Return the data exactly, but only from the line containing "Note to the class: point to the blue face" through its last line.

### Record extracts ###

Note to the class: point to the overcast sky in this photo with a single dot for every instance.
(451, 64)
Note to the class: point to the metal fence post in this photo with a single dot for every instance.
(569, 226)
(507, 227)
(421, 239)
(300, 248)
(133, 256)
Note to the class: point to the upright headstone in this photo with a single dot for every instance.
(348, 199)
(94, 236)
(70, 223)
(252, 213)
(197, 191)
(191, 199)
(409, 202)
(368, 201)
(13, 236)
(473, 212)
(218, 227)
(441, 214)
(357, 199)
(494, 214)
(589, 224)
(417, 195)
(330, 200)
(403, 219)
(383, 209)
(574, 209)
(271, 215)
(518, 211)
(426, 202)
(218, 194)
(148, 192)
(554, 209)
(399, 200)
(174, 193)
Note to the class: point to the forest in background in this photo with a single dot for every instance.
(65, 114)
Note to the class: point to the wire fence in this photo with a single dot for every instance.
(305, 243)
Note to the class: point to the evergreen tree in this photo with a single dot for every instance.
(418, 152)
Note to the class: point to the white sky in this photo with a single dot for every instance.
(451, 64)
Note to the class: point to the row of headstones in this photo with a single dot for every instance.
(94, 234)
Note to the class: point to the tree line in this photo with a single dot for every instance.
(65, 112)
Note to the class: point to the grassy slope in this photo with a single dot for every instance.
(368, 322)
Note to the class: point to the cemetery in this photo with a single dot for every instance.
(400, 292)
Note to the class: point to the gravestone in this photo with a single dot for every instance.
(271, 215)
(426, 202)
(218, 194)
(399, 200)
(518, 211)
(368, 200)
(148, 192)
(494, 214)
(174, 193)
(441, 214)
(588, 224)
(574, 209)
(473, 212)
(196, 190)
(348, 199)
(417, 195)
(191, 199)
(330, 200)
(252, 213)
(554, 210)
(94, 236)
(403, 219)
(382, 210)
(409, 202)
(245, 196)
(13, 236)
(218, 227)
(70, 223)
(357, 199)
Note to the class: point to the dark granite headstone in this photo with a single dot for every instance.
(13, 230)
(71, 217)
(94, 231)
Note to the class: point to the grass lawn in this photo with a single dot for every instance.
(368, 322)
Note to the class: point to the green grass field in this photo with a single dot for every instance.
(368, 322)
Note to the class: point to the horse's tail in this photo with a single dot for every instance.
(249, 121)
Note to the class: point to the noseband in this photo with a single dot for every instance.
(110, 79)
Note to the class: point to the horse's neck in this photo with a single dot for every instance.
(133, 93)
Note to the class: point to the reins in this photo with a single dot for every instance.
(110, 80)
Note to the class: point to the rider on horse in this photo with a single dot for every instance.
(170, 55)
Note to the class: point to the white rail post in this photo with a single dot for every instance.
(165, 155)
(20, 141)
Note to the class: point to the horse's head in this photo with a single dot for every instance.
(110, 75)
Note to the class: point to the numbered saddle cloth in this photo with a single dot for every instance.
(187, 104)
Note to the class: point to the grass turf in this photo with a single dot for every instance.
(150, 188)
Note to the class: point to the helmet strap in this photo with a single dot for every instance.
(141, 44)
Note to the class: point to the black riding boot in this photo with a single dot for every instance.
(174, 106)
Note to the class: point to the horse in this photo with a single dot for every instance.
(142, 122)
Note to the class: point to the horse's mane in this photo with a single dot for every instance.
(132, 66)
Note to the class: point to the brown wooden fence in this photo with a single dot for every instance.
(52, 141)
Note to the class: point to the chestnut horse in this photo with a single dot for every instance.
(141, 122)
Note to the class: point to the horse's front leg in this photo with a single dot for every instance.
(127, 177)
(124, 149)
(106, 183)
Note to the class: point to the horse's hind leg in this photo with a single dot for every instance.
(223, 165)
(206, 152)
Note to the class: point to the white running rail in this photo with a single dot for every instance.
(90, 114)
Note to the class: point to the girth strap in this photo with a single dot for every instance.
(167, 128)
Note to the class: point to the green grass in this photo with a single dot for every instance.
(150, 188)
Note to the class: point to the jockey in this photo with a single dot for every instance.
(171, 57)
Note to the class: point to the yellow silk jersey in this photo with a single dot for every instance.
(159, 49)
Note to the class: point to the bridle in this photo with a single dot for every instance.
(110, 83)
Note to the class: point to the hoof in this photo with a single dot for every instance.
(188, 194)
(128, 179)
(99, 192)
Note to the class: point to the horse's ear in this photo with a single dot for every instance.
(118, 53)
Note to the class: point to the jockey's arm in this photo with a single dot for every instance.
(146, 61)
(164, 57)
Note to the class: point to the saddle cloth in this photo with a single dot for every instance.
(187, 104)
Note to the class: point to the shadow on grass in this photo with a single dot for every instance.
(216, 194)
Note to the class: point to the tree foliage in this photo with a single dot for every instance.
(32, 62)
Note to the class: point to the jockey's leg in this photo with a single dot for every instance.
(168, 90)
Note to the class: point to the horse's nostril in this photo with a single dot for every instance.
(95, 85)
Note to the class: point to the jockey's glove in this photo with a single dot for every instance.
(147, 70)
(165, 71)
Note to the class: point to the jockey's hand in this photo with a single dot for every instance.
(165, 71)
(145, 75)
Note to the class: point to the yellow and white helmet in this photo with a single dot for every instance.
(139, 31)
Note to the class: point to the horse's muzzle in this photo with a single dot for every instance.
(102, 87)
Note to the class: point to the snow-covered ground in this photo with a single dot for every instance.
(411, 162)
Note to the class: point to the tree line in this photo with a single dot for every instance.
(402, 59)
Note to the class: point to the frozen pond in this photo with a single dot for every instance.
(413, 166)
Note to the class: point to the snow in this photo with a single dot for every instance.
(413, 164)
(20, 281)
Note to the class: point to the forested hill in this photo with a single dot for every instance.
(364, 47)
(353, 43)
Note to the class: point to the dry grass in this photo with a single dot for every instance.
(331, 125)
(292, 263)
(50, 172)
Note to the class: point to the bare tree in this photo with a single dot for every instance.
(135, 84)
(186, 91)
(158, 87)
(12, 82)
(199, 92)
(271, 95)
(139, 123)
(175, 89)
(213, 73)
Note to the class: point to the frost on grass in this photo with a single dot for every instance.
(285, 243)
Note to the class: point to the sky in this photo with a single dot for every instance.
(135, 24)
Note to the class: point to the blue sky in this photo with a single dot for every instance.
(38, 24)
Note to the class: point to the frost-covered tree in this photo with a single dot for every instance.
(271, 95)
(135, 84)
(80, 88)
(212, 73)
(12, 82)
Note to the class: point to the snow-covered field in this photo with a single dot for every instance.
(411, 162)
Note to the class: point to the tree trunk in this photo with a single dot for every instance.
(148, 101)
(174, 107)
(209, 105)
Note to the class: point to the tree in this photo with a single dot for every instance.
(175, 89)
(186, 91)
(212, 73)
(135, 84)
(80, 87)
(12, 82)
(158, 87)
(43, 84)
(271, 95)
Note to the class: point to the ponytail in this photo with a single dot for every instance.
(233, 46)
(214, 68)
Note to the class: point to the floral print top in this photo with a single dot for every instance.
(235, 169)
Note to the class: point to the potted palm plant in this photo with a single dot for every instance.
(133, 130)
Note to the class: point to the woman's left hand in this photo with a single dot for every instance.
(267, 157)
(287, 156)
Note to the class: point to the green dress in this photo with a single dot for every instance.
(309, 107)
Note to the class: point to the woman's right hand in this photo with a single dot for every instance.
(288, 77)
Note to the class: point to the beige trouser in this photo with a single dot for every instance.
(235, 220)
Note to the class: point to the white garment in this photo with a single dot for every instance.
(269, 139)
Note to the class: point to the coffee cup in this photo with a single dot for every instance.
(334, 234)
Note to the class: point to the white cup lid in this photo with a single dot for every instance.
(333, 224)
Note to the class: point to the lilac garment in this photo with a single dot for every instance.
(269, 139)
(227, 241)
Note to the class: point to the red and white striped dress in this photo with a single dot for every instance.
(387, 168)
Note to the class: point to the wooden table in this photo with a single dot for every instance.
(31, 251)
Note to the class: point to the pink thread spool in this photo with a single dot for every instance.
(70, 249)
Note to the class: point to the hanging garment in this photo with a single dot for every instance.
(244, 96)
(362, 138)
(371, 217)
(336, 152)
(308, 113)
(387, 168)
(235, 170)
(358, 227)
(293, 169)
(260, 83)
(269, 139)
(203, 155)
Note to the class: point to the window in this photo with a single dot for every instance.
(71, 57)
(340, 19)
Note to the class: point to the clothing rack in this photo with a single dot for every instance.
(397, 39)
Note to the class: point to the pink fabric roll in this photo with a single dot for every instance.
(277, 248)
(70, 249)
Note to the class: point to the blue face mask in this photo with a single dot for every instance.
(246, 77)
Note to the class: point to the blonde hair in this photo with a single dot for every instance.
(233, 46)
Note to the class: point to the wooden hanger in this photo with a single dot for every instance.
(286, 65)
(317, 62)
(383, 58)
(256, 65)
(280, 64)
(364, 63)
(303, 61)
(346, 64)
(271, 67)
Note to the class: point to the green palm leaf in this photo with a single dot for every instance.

###

# Exercise solution:
Note to the class: point to the blue face mask in this photo with a single dot for every instance.
(246, 77)
Note to the class: point to the blonde hair in this photo with a single dot for every instance.
(233, 46)
Note to the class: point to the wooden hanger in this photo with a single dot for every instance.
(286, 65)
(317, 62)
(383, 58)
(256, 65)
(280, 64)
(364, 63)
(303, 61)
(346, 64)
(271, 67)
Note to the class: point to the green palm leaf in this photo with a single dot for every instance.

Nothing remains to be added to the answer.